The introduction of IATA’s NDC and subsequent ONE Order initiatives has transformed airline retailing by giving airlines greater control over creating, distributing, and delivering offers. After a slow start, adoption of this “NDC-powered” retailing approach is rapidly gaining traction. Accelya’s FLX platform shows a 73% increase in the tickets sold through NDC channels in 2021 as against the pre-pandemic period.

But the airline retailing journey does not end with a customer buying an innovative offer and the generation of a confirmed order. Airlines must reconcile the new world of offers and orders to backend financial operations. They need to ensure downstream processes, adapt and integrate tightly with front-end systems. In this way, airlines can track all product and service line items and account all sales receivables to the bank until the offer is completely fulfilled and revenue recognized.

To meet these imperatives, we are seeing airline finance teams go above and beyond current operations to meet the traditional demands of revenue accounting while building out order accounting capabilities. As such, they are very much at the center of retailing transformation.

What is order accounting?

Order accounting is a technology solution that robustly meets current revenue accounting demands while supporting the airlines to move to a more retail-centric world of new offers and ONE Order – all within the airline’s retailing transformation journey.

It enables the processing of traditional documents (eTickets, PNRs, EMDs), NDC Orders  (Enhanced Distribution), and the single order record (Simplified Distribution) envisioned in ONE Order. It integrates with various systems like Order Management System (OMS), Enterprise Resource Planning (ERP), payment, refund management, etc.

Instructions for the task
In the airline order accounting excerpt, what increase in tickets sold through NDC channels in 2021 does Accelya's FLX platform show compared with the pre-pandemic period?

Material supplied

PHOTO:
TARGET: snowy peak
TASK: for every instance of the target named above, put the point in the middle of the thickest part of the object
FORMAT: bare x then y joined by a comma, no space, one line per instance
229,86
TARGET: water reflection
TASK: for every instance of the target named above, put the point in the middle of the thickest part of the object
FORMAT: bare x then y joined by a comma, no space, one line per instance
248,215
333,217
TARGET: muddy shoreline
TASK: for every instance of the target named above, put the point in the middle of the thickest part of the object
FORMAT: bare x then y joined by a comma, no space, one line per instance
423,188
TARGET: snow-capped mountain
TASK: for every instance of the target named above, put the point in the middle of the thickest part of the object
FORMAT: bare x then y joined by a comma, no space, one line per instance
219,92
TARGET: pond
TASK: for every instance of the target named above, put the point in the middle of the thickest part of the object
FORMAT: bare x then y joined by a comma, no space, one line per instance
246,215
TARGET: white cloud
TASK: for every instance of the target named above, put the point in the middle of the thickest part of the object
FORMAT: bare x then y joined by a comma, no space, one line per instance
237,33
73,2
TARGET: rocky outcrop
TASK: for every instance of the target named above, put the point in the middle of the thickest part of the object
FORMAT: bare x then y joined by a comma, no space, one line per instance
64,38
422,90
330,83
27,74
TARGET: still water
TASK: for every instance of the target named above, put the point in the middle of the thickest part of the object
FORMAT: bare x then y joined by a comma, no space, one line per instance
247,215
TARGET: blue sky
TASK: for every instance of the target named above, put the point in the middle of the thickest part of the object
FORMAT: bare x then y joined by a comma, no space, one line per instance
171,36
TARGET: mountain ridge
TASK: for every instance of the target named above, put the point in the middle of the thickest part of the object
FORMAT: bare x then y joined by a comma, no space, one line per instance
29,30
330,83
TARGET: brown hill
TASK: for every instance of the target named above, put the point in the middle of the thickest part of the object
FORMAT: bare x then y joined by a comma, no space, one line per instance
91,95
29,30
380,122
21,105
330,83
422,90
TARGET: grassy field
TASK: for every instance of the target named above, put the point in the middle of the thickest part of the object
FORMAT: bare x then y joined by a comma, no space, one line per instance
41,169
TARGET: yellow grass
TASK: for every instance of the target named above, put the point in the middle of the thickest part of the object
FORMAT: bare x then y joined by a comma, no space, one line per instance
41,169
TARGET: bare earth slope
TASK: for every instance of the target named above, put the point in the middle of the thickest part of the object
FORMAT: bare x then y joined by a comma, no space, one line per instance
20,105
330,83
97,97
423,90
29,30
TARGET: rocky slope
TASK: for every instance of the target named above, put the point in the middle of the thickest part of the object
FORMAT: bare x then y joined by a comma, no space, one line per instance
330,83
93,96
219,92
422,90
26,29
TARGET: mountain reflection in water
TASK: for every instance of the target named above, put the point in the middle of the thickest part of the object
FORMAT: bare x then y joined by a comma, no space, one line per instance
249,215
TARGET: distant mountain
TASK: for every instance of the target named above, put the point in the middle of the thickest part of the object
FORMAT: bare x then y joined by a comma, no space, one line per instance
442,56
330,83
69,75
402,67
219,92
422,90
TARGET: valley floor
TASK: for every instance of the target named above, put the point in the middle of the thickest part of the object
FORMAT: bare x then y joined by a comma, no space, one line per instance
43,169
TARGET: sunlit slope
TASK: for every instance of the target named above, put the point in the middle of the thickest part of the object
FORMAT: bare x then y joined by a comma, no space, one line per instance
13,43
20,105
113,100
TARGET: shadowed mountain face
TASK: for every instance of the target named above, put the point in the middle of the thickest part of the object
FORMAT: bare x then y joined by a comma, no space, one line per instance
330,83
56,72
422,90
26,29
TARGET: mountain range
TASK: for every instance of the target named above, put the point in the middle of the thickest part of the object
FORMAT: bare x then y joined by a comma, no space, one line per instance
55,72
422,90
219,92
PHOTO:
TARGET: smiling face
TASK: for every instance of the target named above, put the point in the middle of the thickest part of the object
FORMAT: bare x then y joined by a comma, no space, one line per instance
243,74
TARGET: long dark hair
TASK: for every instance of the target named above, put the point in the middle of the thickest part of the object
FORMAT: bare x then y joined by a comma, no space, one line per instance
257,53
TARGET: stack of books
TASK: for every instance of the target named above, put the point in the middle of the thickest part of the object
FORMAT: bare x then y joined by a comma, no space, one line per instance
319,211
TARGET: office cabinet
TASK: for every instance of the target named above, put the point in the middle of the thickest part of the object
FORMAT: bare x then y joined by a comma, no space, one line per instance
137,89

Solution to the exercise
A 73% increase.